[[ DATASET ENTRIES, beginning ]]

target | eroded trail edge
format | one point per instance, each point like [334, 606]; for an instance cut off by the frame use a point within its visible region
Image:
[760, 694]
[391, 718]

[[ DATASET ENTRIES, end ]]

* [INSTRUCTIONS FOR THE TASK]: Restate every record above, exactly, in full.

* [RESULT FOR THIS TASK]:
target | eroded trail edge
format | one point per instance, each point like [334, 606]; for an instance cut off by the frame use a point within its visible region
Image:
[760, 694]
[391, 718]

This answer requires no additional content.